## ACTION ITEM
How many lines below hold "flame"? Answer with only the number.

## AVAILABLE DATA
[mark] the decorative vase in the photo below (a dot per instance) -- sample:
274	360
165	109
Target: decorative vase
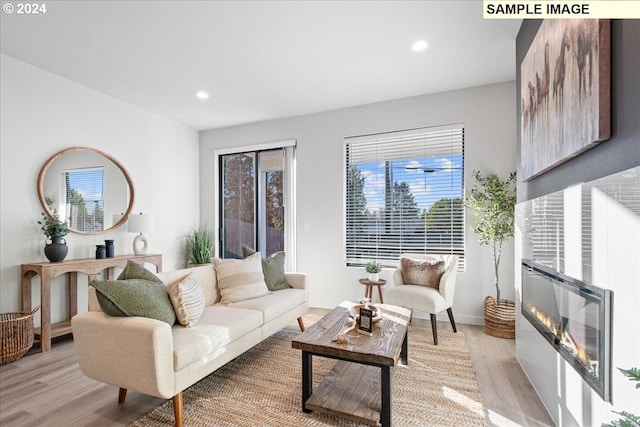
57	250
110	248
101	252
499	319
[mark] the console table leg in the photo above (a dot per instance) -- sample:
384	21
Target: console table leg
385	385
404	353
45	312
307	379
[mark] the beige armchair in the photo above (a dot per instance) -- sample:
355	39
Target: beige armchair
423	298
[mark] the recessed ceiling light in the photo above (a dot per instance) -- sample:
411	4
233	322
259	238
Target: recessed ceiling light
420	45
202	95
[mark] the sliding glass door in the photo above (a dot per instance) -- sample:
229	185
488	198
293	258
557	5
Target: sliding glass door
256	200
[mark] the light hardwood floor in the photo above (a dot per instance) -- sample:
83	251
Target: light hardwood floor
48	389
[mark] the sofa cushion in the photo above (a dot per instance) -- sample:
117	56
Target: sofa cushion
134	297
218	326
206	276
187	299
240	279
421	272
275	304
272	268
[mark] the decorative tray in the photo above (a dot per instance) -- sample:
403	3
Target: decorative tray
355	312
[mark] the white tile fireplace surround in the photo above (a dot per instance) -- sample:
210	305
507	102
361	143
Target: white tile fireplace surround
586	234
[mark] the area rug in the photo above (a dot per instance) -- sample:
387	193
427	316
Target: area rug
262	388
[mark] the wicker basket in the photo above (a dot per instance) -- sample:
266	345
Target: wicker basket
16	334
499	319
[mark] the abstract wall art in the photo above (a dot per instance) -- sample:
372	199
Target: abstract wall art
565	93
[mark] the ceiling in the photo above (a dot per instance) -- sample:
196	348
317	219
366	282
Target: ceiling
261	60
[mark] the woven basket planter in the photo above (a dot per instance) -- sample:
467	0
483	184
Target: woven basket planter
499	319
16	334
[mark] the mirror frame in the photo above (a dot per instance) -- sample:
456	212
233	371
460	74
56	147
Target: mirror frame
120	166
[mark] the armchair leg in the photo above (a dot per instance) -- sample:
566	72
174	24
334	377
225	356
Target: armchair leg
453	322
177	409
434	328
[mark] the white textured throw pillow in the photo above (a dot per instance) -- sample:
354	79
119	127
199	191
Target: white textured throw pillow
187	299
240	279
421	272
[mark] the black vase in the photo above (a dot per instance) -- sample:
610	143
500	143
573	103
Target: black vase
57	250
110	248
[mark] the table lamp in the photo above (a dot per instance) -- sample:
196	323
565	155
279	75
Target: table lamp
140	224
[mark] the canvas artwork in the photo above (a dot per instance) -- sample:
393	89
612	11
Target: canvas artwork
565	93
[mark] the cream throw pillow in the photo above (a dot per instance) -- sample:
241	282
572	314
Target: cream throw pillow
240	279
187	299
421	272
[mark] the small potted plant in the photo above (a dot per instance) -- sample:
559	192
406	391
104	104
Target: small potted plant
492	200
373	268
199	246
56	248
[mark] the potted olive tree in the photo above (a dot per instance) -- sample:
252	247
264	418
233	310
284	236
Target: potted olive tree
199	246
492	201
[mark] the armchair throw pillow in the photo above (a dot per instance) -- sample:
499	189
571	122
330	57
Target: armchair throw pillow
421	272
240	279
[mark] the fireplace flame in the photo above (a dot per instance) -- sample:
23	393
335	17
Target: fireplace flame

## OUTPUT BELOW
2